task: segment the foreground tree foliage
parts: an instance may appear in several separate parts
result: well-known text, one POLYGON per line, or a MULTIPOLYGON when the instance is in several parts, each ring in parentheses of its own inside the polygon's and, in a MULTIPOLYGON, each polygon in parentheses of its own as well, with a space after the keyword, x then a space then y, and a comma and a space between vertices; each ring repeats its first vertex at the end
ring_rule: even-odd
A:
* * * * * * *
* **Given request**
Reproduce the items with "tree foliage" changed to "leaves" and every other word left as it is.

* **Output of the exercise**
task: segment the foreground leaves
parts: an instance may appear in several separate parts
result: well-known text, one POLYGON per line, or a MULTIPOLYGON when the instance is in several parts, each ring in parentheses of its own inside the polygon's and, in a MULTIPOLYGON, each polygon in parentheses of its own as well, with a space after the keyword, x then a space then y, and a comma and a space between vertices; each ring repeats its first vertex at the end
ring_rule: even-odd
A:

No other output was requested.